Pular para o conteúdo principal

VITALINA VARELA (2019) Direção Pedro Costa


As sombras da escuridão 

Texto de Marco Fialho 

"Vitalina Varela" é uma obra rara, com ela, o cineasta português Pedro Costa se insere em um seleto grupo de diretores que dialogam idiossincraticamente com o cinema. Em um Festival do Rio passado, já havia me defrontado com "Cavalo Dinheiro" (2014), seu trabalho anterior, que me assombrou sobremaneira pelo vigoroso traço autoral do diretor. Inclusive Pedro Costa conhece Vitalina Varela quando buscava locações para esta obra anterior e o encanto foi tanto que não hesitou em incluí-la no elenco para depois aprofundar essa relação em um filme inteiramente dedicado (devotado?) a ela.   

Apesar de "Cavalo Dinheiro" ser um filme potente, em "Vitalina Varela" observa-se um apuro de método e um maior rigor nos enquadramentos e fotografia. A manutenção da parceria com o fotógrafo Leonardo Simões muito colabora para o impressionante resultado estético com o uso do conceito pictórico do chiaroscuro, o que demonstra a aproximação de Pedro Costa com as artes visuais, não só pelo uso fotográfico, mas também pela ideia performática com que dirige os atores em cena, subtraindo deles a dramaticidade e resgatando neles a presença do corpo periférico e dos rostos expressivos. O chiaroscuro foi uma técnica de grande influência na pintura renascentista e do barroco ao consagrar o contraste radical entre luz e sombra, e entre as dimensionalidades no quadro, que jamais pode ser definida como uma característica uniforme. Cada pintor a desenvolveu a seu modo, o que levou a técnica a produzir resultados imagéticos e de sentidos diferentes. Leonardo da Vinci desenvolveu o sfumato, onde a ênfase recaía mais na diferença focal entre o primeiro e o segundo plano, portanto trabalhando menos com os contrastes entre as cores. Mas creio que os artistas que mais influenciaram Pedro Costa e o fotógrafo Leonardo Simões a desenvolver o conceito pictórico de "Vitalina Varela" foram as obras de Caravaggio e Rembrandt (ver pinturas abaixo). Neles a projeção de luz realçavam o primeiro plano (alguns objetos e pessoas) e jogavam o fundo ao breu, os deixando invisíveis, exatamente como Pedro Costa faz em seu filme, praticamente anulando parte da tela, impondo a ela uma escuridão, dando destaque para o que está iluminado, mesmo que a incidência de luz seja a mínima possível.

▶ Tarefa proposta: Relacione todos os pintores citados no trecho sobre o filme "Vitalina Varela".

▶ Listagem:
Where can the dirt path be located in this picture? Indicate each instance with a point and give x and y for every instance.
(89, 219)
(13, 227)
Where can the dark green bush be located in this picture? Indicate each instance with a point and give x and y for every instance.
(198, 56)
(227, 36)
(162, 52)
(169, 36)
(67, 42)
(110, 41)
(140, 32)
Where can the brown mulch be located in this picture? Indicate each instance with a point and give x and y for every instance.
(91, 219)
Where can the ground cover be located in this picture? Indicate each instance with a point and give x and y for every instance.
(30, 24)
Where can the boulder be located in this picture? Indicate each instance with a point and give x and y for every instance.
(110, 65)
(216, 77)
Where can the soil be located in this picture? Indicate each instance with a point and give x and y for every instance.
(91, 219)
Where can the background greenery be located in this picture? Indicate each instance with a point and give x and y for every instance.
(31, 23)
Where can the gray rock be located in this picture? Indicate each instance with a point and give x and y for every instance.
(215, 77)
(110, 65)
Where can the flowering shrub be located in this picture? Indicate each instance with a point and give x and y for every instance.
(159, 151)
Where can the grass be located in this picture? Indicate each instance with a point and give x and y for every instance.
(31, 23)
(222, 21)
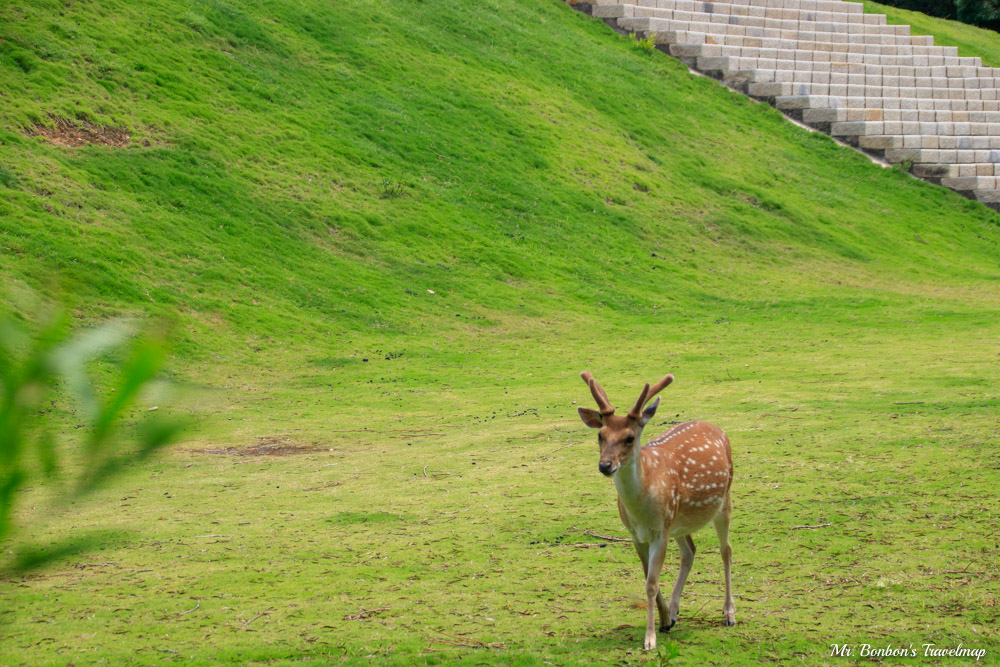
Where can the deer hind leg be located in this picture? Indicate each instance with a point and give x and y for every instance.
(661, 605)
(721, 522)
(686, 545)
(657, 550)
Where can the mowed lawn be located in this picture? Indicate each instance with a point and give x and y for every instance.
(389, 250)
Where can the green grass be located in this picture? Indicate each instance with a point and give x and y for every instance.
(394, 232)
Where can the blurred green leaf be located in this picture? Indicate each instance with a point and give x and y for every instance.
(42, 364)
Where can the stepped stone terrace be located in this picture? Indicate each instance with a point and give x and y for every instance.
(843, 72)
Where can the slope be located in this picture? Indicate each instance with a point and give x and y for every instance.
(393, 232)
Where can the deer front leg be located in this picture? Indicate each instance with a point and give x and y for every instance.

▶ Resposta esperada: Leonardo da Vinci, Caravaggio e Rembrandt.